__EXERCISE GOAL__
From the entries below, extract every line that contains the string "shirt", and reproduce each matching line unchanged.

__DATA__
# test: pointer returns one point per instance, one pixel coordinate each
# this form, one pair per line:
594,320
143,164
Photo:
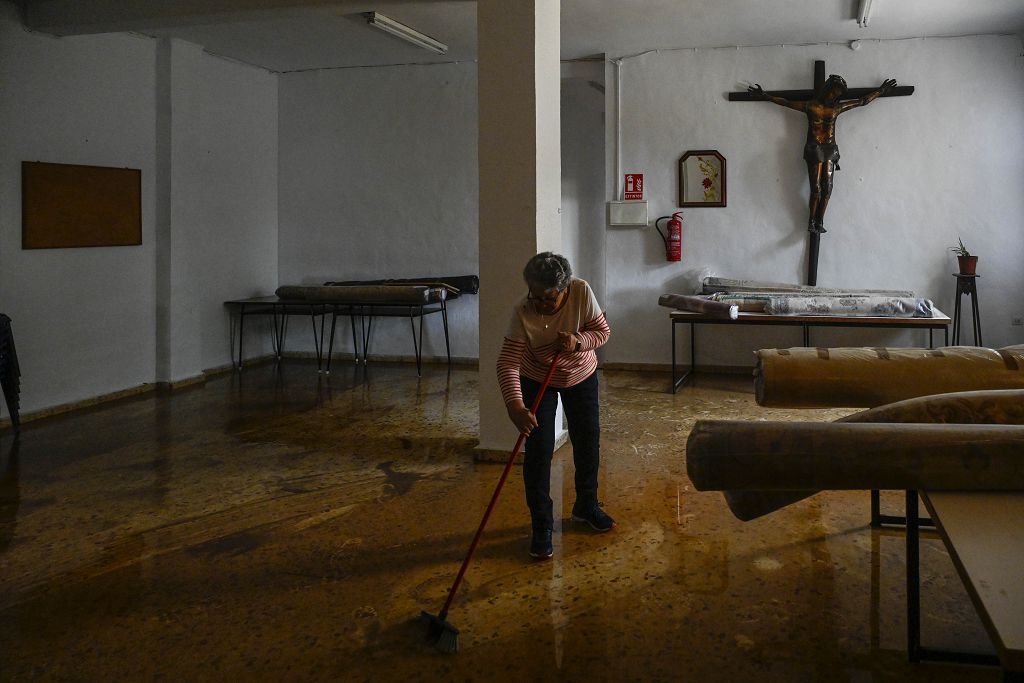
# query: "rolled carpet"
806,456
1000,407
698,304
869,377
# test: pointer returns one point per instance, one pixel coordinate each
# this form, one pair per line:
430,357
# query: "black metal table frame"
916,651
280,311
878,519
967,285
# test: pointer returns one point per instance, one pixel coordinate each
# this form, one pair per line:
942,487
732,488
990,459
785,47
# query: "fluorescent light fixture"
398,30
864,14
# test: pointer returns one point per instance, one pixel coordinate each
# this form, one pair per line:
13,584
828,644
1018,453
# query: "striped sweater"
531,340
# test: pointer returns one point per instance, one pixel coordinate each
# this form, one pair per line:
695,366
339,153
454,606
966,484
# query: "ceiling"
297,35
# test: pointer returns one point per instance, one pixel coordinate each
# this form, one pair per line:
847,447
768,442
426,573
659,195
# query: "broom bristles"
442,635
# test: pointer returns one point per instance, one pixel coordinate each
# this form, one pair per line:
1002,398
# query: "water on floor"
283,524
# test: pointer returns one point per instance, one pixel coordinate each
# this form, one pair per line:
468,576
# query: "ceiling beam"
71,17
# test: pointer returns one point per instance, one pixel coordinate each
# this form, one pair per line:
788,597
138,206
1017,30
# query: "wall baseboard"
667,368
427,360
74,406
54,411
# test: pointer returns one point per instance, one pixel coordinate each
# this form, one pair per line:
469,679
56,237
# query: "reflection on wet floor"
288,525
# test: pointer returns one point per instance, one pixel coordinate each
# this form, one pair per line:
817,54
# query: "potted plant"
968,261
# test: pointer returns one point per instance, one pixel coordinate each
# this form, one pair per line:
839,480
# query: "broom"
439,632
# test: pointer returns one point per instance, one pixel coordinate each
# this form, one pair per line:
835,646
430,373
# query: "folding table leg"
242,323
416,344
355,346
448,348
330,348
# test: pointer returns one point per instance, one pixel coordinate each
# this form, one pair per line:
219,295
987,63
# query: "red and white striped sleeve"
509,361
594,334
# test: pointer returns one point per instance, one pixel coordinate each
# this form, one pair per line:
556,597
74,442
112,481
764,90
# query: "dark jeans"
583,415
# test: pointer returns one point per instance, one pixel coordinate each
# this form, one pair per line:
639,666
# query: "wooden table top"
984,532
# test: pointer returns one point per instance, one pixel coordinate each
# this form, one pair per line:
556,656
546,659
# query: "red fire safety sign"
634,186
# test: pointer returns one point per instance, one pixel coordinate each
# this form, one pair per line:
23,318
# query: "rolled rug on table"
1000,407
730,455
698,304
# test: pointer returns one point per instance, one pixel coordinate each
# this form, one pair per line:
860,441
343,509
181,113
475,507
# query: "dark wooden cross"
804,95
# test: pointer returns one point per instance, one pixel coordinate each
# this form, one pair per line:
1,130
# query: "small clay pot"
969,264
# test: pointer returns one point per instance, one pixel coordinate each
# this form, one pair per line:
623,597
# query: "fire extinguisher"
673,241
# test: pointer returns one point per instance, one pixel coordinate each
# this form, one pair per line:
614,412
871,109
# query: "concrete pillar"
520,174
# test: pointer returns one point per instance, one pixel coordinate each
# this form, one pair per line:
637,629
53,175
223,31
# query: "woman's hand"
520,416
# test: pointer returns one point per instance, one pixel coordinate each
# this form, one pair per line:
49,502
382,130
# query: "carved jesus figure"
820,151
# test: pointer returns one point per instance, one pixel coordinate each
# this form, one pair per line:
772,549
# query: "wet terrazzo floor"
280,524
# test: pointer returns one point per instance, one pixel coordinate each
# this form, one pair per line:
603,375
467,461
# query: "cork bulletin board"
67,205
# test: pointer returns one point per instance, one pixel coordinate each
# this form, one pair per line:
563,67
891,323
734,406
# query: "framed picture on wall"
70,205
701,178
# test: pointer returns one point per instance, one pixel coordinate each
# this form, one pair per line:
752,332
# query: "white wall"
223,239
916,172
204,133
583,172
378,179
83,318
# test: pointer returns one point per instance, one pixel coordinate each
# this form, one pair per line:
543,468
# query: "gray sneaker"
540,546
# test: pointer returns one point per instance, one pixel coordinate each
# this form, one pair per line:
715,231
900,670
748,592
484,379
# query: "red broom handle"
498,489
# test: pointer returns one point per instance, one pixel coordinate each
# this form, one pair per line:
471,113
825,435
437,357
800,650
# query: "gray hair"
548,270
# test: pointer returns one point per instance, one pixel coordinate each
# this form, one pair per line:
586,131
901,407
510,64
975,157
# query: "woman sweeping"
559,315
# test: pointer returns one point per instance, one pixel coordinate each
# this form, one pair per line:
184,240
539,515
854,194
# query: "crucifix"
822,105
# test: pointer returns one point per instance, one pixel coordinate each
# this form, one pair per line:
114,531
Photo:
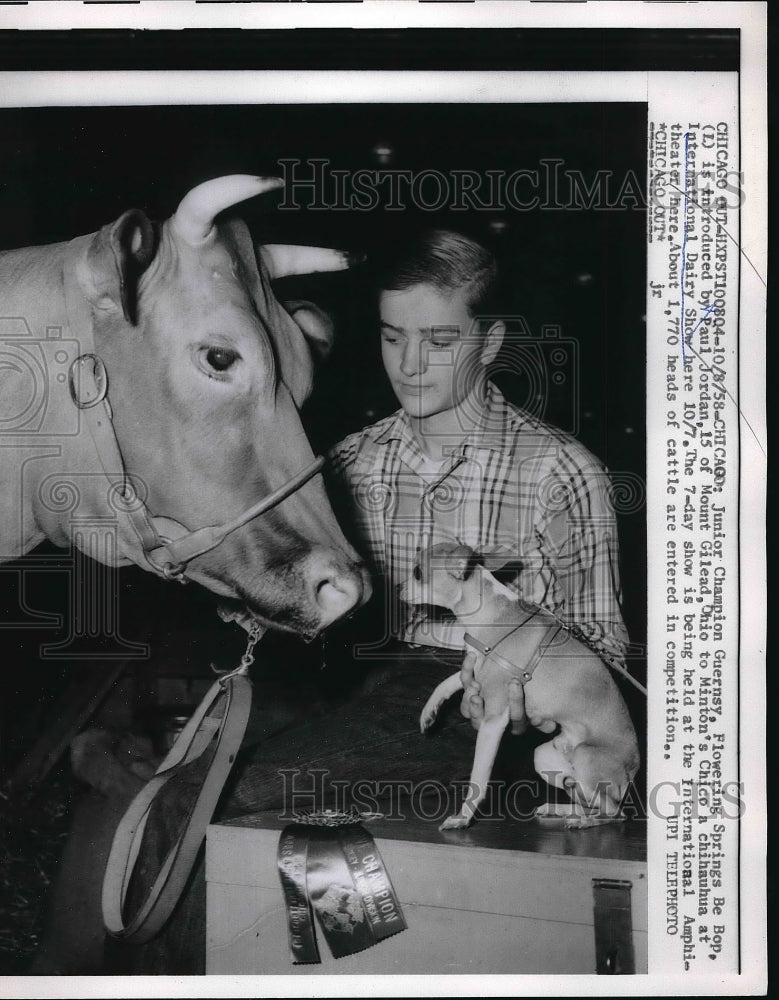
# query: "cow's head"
206,372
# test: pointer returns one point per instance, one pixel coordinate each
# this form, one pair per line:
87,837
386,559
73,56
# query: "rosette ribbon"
329,864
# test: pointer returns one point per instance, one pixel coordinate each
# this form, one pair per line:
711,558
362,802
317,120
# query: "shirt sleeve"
578,538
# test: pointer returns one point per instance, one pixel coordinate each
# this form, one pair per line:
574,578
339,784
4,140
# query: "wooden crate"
502,897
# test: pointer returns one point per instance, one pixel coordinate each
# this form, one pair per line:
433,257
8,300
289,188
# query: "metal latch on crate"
614,955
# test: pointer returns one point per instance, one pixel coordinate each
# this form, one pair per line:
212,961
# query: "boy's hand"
472,704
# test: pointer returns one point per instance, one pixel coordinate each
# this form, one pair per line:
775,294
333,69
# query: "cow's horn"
194,218
282,259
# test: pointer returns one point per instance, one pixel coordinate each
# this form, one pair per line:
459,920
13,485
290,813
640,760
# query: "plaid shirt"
513,485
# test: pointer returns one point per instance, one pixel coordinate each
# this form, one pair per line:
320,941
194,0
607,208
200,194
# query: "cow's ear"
116,259
316,325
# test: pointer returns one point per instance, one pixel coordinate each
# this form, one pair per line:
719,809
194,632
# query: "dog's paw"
582,822
554,810
456,822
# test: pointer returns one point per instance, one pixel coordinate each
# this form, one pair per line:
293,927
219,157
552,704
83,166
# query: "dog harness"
522,672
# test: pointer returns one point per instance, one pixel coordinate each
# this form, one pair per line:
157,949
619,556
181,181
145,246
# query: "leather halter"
522,672
161,545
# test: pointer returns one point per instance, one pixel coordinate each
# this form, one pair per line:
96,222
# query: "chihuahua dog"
567,690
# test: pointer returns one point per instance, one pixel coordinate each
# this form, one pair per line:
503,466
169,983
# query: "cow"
149,386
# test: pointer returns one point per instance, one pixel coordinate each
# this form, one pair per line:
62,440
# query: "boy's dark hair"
448,261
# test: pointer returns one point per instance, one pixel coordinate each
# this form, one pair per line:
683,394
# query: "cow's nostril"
337,596
337,589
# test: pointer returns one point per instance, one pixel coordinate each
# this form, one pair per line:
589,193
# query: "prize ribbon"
330,865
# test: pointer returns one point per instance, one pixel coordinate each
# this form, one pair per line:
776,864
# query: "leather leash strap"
220,719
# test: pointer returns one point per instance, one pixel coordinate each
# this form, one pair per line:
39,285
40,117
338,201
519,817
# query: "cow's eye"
220,359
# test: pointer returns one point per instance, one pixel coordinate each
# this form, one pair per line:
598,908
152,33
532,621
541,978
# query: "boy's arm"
582,545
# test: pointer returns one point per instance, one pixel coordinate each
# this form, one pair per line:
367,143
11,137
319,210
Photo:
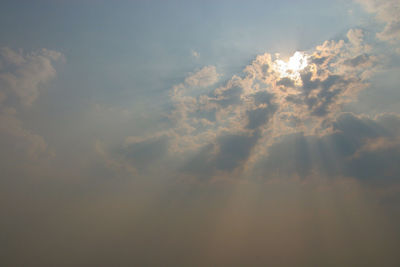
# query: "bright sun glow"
292,67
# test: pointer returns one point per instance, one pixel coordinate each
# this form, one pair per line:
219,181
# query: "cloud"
204,77
195,54
218,130
359,147
22,77
386,11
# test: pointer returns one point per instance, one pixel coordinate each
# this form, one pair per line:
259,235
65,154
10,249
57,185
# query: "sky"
200,133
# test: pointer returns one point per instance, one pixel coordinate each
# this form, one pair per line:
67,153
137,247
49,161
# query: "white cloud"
195,54
22,76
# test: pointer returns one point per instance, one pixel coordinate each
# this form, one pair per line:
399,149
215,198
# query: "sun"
291,69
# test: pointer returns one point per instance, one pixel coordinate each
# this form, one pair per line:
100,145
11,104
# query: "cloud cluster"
273,116
22,77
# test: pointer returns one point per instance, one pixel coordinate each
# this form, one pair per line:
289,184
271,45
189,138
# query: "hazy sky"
200,133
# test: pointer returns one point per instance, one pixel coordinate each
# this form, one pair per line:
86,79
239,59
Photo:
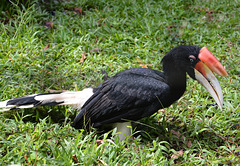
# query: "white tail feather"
75,99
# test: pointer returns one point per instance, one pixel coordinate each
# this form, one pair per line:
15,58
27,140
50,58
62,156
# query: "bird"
135,93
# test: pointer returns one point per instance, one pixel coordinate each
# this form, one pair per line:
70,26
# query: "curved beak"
204,74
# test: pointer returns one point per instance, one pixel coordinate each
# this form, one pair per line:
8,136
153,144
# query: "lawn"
72,45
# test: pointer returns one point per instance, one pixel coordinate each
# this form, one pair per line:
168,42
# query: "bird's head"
200,64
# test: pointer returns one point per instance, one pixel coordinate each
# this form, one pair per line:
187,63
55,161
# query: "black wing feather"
131,94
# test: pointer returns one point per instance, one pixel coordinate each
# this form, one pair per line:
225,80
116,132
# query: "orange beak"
204,74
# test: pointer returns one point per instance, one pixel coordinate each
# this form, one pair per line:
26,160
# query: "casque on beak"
204,74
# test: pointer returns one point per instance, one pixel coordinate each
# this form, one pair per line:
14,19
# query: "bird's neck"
177,82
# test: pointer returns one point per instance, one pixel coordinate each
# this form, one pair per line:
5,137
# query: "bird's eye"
192,58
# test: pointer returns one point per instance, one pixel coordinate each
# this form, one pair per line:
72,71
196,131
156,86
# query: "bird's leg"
123,130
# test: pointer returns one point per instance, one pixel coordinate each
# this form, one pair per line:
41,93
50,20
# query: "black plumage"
139,92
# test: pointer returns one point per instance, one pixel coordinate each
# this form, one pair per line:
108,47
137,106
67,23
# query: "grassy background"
71,45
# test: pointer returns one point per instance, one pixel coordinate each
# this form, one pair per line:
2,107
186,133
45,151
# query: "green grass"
34,57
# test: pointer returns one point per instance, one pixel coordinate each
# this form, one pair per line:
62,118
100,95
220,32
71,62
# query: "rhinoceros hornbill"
134,93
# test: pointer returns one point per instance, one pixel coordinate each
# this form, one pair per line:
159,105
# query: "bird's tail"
75,99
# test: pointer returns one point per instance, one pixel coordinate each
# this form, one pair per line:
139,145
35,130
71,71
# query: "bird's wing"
131,94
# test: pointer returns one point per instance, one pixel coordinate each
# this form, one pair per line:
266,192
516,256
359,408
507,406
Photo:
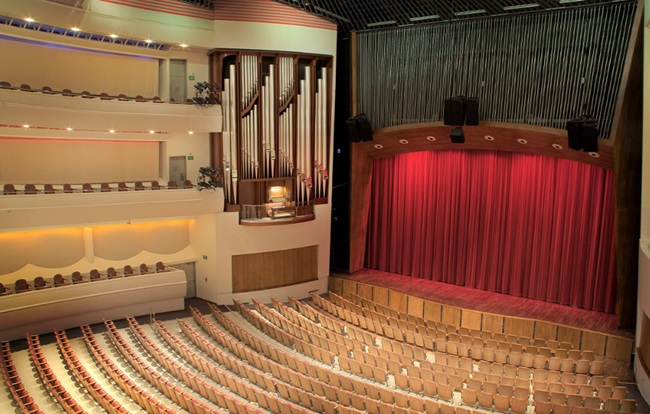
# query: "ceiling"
357,15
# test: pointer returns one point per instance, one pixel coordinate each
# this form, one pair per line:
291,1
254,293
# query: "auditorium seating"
299,357
11,189
40,283
21,285
86,94
16,387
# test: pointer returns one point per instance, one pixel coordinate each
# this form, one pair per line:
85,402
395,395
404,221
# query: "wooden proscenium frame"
277,110
435,136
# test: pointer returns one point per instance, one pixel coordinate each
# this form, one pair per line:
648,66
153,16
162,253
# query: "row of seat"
496,372
171,388
524,373
478,352
234,370
588,389
495,340
86,94
323,379
109,403
10,189
144,399
20,395
21,285
49,379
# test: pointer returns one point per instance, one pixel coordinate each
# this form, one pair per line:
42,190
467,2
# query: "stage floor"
485,301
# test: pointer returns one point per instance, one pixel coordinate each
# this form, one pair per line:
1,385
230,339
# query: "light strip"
381,23
329,13
521,6
419,19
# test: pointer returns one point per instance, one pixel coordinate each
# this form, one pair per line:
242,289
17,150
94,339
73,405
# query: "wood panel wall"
611,346
267,270
627,135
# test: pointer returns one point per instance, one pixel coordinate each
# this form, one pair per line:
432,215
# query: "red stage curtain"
526,225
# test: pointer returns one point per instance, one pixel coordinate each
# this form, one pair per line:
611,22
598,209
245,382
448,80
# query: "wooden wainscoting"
267,270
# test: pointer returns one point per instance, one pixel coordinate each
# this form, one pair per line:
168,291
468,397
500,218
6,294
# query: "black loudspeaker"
359,128
471,111
454,112
574,132
590,136
364,127
457,136
353,131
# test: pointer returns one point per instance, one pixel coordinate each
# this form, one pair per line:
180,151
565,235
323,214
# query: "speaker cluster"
583,134
461,110
359,128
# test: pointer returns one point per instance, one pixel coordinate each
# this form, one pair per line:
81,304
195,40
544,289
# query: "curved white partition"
70,306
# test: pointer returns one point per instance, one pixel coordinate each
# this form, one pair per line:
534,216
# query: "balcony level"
36,211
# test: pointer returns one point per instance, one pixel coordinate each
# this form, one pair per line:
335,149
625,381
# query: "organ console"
277,114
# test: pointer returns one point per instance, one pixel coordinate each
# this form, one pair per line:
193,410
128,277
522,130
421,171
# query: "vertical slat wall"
538,69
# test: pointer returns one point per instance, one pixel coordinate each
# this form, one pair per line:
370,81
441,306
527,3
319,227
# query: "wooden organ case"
274,145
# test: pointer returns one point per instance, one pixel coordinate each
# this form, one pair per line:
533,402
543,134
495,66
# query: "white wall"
214,280
218,236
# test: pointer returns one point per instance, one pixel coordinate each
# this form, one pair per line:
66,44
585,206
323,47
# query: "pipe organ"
277,112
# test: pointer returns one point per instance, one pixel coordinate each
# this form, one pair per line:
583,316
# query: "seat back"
39,282
30,189
59,280
9,189
21,285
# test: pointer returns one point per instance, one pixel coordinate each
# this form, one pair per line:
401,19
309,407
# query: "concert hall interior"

__TASK RESPONSE__
# query: "shirt sleeve"
# query: "plaid shirt"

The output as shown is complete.